▶ Referring expression data
>>

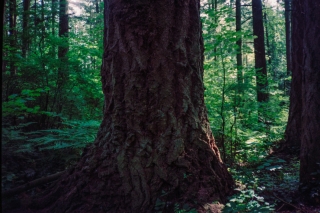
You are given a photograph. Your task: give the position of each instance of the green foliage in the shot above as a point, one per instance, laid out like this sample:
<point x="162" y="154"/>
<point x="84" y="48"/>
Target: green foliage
<point x="241" y="133"/>
<point x="247" y="201"/>
<point x="74" y="134"/>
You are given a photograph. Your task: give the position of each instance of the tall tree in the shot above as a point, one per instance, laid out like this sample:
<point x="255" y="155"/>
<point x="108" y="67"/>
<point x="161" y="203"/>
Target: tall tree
<point x="25" y="27"/>
<point x="12" y="33"/>
<point x="154" y="144"/>
<point x="310" y="119"/>
<point x="287" y="6"/>
<point x="239" y="44"/>
<point x="3" y="4"/>
<point x="294" y="127"/>
<point x="259" y="54"/>
<point x="62" y="54"/>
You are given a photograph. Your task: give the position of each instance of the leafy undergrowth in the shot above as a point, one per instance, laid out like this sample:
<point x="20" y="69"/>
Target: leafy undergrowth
<point x="270" y="186"/>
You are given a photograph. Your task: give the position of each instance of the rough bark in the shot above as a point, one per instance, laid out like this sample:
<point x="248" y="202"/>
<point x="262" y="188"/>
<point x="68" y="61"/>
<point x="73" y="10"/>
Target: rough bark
<point x="294" y="127"/>
<point x="259" y="54"/>
<point x="310" y="140"/>
<point x="154" y="146"/>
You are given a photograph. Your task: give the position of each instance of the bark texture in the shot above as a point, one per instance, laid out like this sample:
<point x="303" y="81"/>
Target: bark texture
<point x="154" y="146"/>
<point x="310" y="143"/>
<point x="293" y="130"/>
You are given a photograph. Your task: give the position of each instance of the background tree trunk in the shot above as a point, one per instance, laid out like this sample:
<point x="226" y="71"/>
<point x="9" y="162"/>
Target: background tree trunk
<point x="310" y="141"/>
<point x="259" y="55"/>
<point x="25" y="26"/>
<point x="293" y="130"/>
<point x="154" y="147"/>
<point x="287" y="6"/>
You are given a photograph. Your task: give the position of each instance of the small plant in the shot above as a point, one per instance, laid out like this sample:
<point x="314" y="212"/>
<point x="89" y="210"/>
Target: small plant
<point x="247" y="201"/>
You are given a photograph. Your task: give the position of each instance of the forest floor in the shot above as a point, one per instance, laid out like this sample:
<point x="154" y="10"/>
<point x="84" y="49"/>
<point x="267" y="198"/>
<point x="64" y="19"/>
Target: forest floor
<point x="270" y="186"/>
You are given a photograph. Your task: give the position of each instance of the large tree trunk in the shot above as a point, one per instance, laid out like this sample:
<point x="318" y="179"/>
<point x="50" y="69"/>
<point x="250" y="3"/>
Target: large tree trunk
<point x="154" y="145"/>
<point x="293" y="130"/>
<point x="310" y="140"/>
<point x="260" y="57"/>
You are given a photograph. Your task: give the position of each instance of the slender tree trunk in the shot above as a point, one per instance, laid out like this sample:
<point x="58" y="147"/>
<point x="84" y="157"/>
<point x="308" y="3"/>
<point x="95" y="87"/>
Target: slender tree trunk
<point x="288" y="35"/>
<point x="294" y="127"/>
<point x="12" y="33"/>
<point x="260" y="56"/>
<point x="25" y="27"/>
<point x="239" y="44"/>
<point x="62" y="53"/>
<point x="310" y="140"/>
<point x="154" y="147"/>
<point x="3" y="9"/>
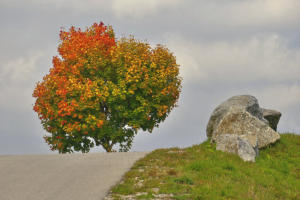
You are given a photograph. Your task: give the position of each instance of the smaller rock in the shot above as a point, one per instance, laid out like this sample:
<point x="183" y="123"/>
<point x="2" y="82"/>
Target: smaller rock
<point x="272" y="116"/>
<point x="244" y="146"/>
<point x="155" y="190"/>
<point x="245" y="150"/>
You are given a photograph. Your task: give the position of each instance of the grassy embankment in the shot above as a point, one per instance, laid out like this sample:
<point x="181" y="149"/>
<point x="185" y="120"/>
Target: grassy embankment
<point x="201" y="172"/>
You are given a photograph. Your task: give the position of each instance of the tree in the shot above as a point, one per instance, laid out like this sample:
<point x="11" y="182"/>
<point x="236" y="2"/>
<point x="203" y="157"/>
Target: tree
<point x="101" y="90"/>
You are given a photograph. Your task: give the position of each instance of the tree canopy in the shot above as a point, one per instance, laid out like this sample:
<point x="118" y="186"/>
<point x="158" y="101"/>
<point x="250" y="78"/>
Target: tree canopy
<point x="101" y="91"/>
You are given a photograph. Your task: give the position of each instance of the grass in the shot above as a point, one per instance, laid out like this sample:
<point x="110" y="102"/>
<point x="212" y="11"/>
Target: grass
<point x="201" y="172"/>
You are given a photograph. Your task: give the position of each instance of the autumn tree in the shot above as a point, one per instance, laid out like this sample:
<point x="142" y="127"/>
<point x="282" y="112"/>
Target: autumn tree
<point x="101" y="91"/>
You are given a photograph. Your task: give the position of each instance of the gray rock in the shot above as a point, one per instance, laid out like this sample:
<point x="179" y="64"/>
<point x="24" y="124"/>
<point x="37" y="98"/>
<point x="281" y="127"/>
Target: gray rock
<point x="241" y="115"/>
<point x="237" y="144"/>
<point x="272" y="116"/>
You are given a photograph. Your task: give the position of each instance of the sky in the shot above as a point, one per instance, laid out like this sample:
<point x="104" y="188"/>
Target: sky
<point x="224" y="48"/>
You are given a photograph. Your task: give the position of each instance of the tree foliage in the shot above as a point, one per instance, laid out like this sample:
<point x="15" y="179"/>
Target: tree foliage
<point x="101" y="91"/>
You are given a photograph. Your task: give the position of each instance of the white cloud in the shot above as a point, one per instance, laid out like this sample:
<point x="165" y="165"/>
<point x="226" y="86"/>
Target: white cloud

<<

The job here is to retype the data exactly, with no pictures included.

▶ Output for this task
You are given a photograph. Your task: give the position of each instance of the green foliage in the shot above as a point, one per instance, laid out like this sample:
<point x="162" y="154"/>
<point x="84" y="48"/>
Target: green foliage
<point x="241" y="133"/>
<point x="247" y="201"/>
<point x="74" y="134"/>
You are given a photograph. Your task: give the position of each instance of the tall tree in the shot above as a point, one per instance, laid out like this sample:
<point x="255" y="155"/>
<point x="108" y="67"/>
<point x="161" y="203"/>
Target: tall tree
<point x="25" y="27"/>
<point x="12" y="33"/>
<point x="154" y="144"/>
<point x="310" y="119"/>
<point x="287" y="6"/>
<point x="239" y="44"/>
<point x="3" y="4"/>
<point x="294" y="127"/>
<point x="259" y="54"/>
<point x="62" y="54"/>
You are given a photograph. Your task: give the position of each instance of the leafy undergrowth in the shot above as a point, one per instance, laid out like this sample:
<point x="20" y="69"/>
Target: leafy undergrowth
<point x="270" y="186"/>
You are given a photograph. Your task: give the position of each instance of the rough bark in the shot above as a point, one per instance, laid out like this sample:
<point x="248" y="202"/>
<point x="262" y="188"/>
<point x="68" y="61"/>
<point x="73" y="10"/>
Target: rough bark
<point x="294" y="127"/>
<point x="259" y="54"/>
<point x="310" y="140"/>
<point x="154" y="146"/>
You are given a photograph. Your task: give the position of each instance of the bark texture in the shot above as a point, one per instance, laid out like this sample:
<point x="303" y="81"/>
Target: bark texture
<point x="154" y="146"/>
<point x="310" y="143"/>
<point x="293" y="130"/>
You are given a photograph. Your task: give the position of each instance of the background tree trunk in the shot above as a point, one per instance, laid out like this sample:
<point x="226" y="71"/>
<point x="9" y="162"/>
Target: background tree trunk
<point x="310" y="141"/>
<point x="259" y="55"/>
<point x="25" y="26"/>
<point x="293" y="130"/>
<point x="154" y="147"/>
<point x="287" y="6"/>
You are given a photograph. Your task: give the position of each instance of the small plant in the shot above as a point, one per instance, laid out like this sample:
<point x="314" y="212"/>
<point x="89" y="210"/>
Target: small plant
<point x="247" y="201"/>
You are given a photograph. Your task: give the position of each instance of the forest floor in the shot above as a point, one per instance, laid out like this sample:
<point x="154" y="10"/>
<point x="84" y="49"/>
<point x="267" y="198"/>
<point x="64" y="19"/>
Target: forest floor
<point x="270" y="186"/>
You are given a photograph. Your task: give the position of each instance of the large tree trunk in the shot above as a point, one per instance, laid out like this sample:
<point x="318" y="179"/>
<point x="50" y="69"/>
<point x="250" y="3"/>
Target: large tree trunk
<point x="154" y="145"/>
<point x="293" y="130"/>
<point x="310" y="140"/>
<point x="260" y="57"/>
You are given a photograph. Your task: give the position of each instance of the slender tree trunk in the shot above as a point, one per instance, laid out like this sample:
<point x="58" y="147"/>
<point x="84" y="157"/>
<point x="308" y="3"/>
<point x="95" y="87"/>
Target: slender tree trunk
<point x="288" y="35"/>
<point x="294" y="127"/>
<point x="12" y="33"/>
<point x="260" y="56"/>
<point x="25" y="27"/>
<point x="239" y="44"/>
<point x="62" y="53"/>
<point x="310" y="140"/>
<point x="154" y="147"/>
<point x="3" y="9"/>
You are given a photograph. Your task: give the position of each instance of the smaller rock in the shot above as a point, one per instance, laid out like this sample:
<point x="183" y="123"/>
<point x="2" y="82"/>
Target: smaller rock
<point x="272" y="116"/>
<point x="244" y="146"/>
<point x="155" y="190"/>
<point x="245" y="150"/>
You are given a photograph. Your task: give the position of each instance of the grassy embankment in the shot above as a point, one per instance, laid out like this sample:
<point x="181" y="149"/>
<point x="185" y="120"/>
Target: grassy embankment
<point x="201" y="172"/>
You are given a photograph. Your task: give the position of each instance of the tree in the shot above as a point, one per instance, laid out like this sample:
<point x="11" y="182"/>
<point x="236" y="2"/>
<point x="203" y="157"/>
Target: tree
<point x="101" y="90"/>
You are given a photograph. Your task: give the position of each instance of the tree canopy in the shot above as a point, one per instance, laid out like this sample:
<point x="118" y="186"/>
<point x="158" y="101"/>
<point x="250" y="78"/>
Target: tree canopy
<point x="101" y="91"/>
You are given a photograph. Your task: give the position of each instance of the grass in the shot above as a point, one per instance, laid out like this sample:
<point x="110" y="102"/>
<point x="212" y="11"/>
Target: grass
<point x="201" y="172"/>
You are given a photograph. Your task: give the position of each instance of the autumn tree in the shot above as a point, one per instance, laid out like this sample:
<point x="142" y="127"/>
<point x="282" y="112"/>
Target: autumn tree
<point x="101" y="91"/>
You are given a photograph. Your task: give the position of each instance of the gray rock in the shot above as a point, one per instance, laid out like this sample:
<point x="179" y="64"/>
<point x="24" y="124"/>
<point x="37" y="98"/>
<point x="281" y="127"/>
Target: gray rock
<point x="241" y="115"/>
<point x="237" y="144"/>
<point x="272" y="116"/>
You are given a photograph. Your task: give the position of each instance of the sky in the shot above as a point, one per instance, laid out like this sample:
<point x="104" y="188"/>
Target: sky
<point x="224" y="48"/>
You are given a photograph. Your task: give the position of each instance of the tree foliage in the shot above as a point, one per instance, laid out like this sample:
<point x="15" y="179"/>
Target: tree foliage
<point x="101" y="91"/>
You are given a photograph. Your task: give the position of each instance of the white cloud in the shot above as a point, one per instance, laid out like this sample:
<point x="165" y="165"/>
<point x="226" y="86"/>
Target: white cloud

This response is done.